- Exercise directions:
Reproduce every one of the records below word for word, leaving out the pictures.

- Material provided:
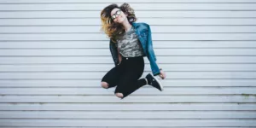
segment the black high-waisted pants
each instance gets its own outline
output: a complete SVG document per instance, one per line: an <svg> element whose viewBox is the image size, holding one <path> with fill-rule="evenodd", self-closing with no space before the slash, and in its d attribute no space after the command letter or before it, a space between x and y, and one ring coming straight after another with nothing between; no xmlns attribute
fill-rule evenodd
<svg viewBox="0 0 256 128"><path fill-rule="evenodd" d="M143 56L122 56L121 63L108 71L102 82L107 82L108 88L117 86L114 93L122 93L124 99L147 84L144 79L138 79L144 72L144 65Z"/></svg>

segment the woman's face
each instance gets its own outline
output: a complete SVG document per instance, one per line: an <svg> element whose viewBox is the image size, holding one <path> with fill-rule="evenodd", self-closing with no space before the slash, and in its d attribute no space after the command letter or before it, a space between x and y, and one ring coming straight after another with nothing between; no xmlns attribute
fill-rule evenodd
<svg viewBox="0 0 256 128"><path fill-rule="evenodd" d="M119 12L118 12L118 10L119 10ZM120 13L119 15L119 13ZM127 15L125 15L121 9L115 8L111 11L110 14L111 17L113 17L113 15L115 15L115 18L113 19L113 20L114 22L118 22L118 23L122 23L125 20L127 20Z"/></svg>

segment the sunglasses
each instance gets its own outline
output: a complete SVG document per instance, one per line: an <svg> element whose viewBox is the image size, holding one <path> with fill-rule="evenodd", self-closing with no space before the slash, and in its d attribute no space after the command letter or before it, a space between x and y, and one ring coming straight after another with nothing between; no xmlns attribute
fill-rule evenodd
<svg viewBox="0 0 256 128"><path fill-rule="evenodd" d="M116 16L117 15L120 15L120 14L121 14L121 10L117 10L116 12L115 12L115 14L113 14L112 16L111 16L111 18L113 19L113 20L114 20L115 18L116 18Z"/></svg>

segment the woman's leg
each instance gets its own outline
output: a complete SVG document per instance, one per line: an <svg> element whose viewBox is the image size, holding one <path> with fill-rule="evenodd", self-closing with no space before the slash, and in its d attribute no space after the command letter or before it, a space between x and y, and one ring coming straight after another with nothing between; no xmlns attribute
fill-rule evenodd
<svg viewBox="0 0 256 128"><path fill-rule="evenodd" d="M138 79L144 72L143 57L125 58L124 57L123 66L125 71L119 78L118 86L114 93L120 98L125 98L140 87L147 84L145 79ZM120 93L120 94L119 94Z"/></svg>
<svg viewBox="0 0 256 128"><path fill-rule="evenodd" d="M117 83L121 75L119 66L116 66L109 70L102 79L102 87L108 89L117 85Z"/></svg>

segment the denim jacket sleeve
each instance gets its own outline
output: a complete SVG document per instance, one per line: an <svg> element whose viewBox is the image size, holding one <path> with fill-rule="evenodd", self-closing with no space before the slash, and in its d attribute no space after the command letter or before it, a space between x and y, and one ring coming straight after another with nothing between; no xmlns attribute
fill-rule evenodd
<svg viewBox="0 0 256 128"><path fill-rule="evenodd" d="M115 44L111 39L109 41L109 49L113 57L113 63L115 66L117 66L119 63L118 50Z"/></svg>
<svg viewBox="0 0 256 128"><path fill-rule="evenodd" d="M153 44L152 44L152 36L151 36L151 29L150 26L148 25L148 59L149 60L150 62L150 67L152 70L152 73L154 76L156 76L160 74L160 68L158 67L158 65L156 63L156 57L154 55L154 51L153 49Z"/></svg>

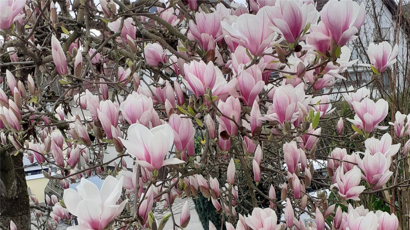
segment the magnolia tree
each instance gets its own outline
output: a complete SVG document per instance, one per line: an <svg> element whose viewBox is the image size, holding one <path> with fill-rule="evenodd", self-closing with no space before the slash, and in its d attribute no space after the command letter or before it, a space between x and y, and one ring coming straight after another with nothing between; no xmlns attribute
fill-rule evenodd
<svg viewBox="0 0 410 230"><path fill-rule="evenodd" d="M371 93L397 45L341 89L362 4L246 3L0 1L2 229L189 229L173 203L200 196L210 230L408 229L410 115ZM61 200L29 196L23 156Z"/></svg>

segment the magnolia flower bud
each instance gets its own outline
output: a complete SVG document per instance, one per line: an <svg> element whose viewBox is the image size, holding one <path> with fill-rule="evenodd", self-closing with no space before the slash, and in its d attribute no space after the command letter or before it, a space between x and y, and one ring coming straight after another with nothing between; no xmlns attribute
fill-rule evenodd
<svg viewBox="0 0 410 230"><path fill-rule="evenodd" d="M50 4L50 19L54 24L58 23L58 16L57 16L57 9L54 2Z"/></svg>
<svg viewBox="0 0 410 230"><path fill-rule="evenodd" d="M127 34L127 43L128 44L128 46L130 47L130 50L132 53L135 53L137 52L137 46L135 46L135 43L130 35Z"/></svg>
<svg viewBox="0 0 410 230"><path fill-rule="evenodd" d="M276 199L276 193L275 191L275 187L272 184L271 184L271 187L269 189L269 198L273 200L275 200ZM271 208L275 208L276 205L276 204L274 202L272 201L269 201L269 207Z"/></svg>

- Solved problem:
segment the black high-waisted pants
each instance gets its own outline
output: a complete SVG document per instance, one per line: an <svg> element whose viewBox is the image size, holding one <path> with fill-rule="evenodd", self-closing with no space before the slash, and in its d attribute no space after the command letter or before it, a space between x and y, and one ring coming straight after another with nothing between; no xmlns attribute
fill-rule evenodd
<svg viewBox="0 0 256 128"><path fill-rule="evenodd" d="M143 56L122 56L121 63L108 71L102 82L107 82L108 88L117 86L114 93L122 93L124 99L147 84L144 79L138 79L144 72L144 65Z"/></svg>

segment the woman's face
each instance gets its own outline
output: a complete SVG document per instance, one per line: an <svg> element whose viewBox is the image size, holding one <path> with fill-rule="evenodd", self-closing with no space before the slash, and in its d attribute no space after the command letter or before it, a space between x and y, and one ring coming straight after another with nothing between; no xmlns attribute
fill-rule evenodd
<svg viewBox="0 0 256 128"><path fill-rule="evenodd" d="M119 12L118 12L118 10L119 10ZM120 13L119 15L119 13ZM127 15L125 15L121 9L115 8L111 11L110 14L111 17L113 17L113 15L115 15L115 18L113 19L113 20L114 22L118 22L118 23L122 23L125 20L127 20Z"/></svg>

segment the sunglasses
each instance gets its own outline
output: a complete SVG document per instance, one per line: an <svg> element whose viewBox is the image size, holding one <path> with fill-rule="evenodd", self-closing with no space before the slash, and in its d attribute no space after the command letter or before it, a space between x and y, and one ring coming straight after another with nothing between; no xmlns attribute
fill-rule evenodd
<svg viewBox="0 0 256 128"><path fill-rule="evenodd" d="M116 16L117 15L120 15L120 14L121 14L121 10L117 10L116 12L115 12L115 14L113 14L112 16L111 16L111 18L113 19L113 20L114 20L115 18L116 18Z"/></svg>

segment the woman's leg
each instance gets its own outline
output: a complete SVG document per instance, one per line: an <svg> element whose viewBox is the image size, holding one <path> with fill-rule="evenodd", self-closing with no space before the slash, and in its d attribute no space after the command letter or before it, a space between x and y, and one ring coming straight after another with nothing between; no xmlns attribute
fill-rule evenodd
<svg viewBox="0 0 256 128"><path fill-rule="evenodd" d="M138 79L144 72L143 57L125 58L124 57L123 66L125 71L119 78L118 86L114 93L120 98L125 98L140 87L147 84L145 79ZM120 93L120 94L119 94Z"/></svg>
<svg viewBox="0 0 256 128"><path fill-rule="evenodd" d="M117 83L121 75L119 66L116 66L109 70L102 79L102 87L108 89L117 85Z"/></svg>

segment the denim jacket sleeve
each instance gets its own outline
output: a complete SVG document per instance, one per line: an <svg> element whose viewBox is the image size, holding one <path> with fill-rule="evenodd", self-closing with no space before the slash, and in its d attribute no space after the command letter or before it, a space between x and y, and one ring coming straight after another with nothing between; no xmlns attribute
fill-rule evenodd
<svg viewBox="0 0 256 128"><path fill-rule="evenodd" d="M115 44L111 39L109 41L109 49L113 57L113 63L115 66L117 66L119 63L118 50Z"/></svg>
<svg viewBox="0 0 256 128"><path fill-rule="evenodd" d="M153 44L152 44L152 36L151 36L151 29L150 26L148 25L148 59L149 60L150 62L150 67L152 70L152 73L154 76L156 76L160 74L160 68L158 67L158 65L156 63L156 57L154 55L154 51L153 49Z"/></svg>

segment the magnolia tree
each instance gets its own outline
output: a complete SVG document per instance, one per line: an <svg> element whose viewBox is the image size, holding one <path> with fill-rule="evenodd", self-closing with no space before the slash, and in its d attribute no space after the command letter or before it, a space between x and y, and one ring coming straight after another with nothing between; no xmlns attribute
fill-rule evenodd
<svg viewBox="0 0 410 230"><path fill-rule="evenodd" d="M371 93L397 45L341 89L362 4L246 3L0 1L2 229L189 229L173 203L200 196L210 230L408 229L410 115ZM61 200L29 196L23 156Z"/></svg>

segment the magnolia flower bud
each instance gets its own outline
output: a complete SVG document per instance, one per line: an <svg> element whose viewBox is the image size, holding one <path> with fill-rule="evenodd", self-closing with no space before the slash, and in its d attribute no space after the command letter or before it, a space between x and y, and one ring coming straight after another with nothing between; no xmlns attribute
fill-rule evenodd
<svg viewBox="0 0 410 230"><path fill-rule="evenodd" d="M50 4L50 19L54 24L58 23L58 16L57 16L57 9L54 2Z"/></svg>
<svg viewBox="0 0 410 230"><path fill-rule="evenodd" d="M127 34L127 43L128 44L128 46L130 47L130 50L132 53L135 53L137 52L137 46L135 46L135 43L130 35Z"/></svg>
<svg viewBox="0 0 410 230"><path fill-rule="evenodd" d="M276 199L276 193L275 191L275 187L272 184L271 184L271 187L269 189L269 198L273 200L275 200ZM271 208L275 208L276 205L276 204L274 202L272 201L269 201L269 207Z"/></svg>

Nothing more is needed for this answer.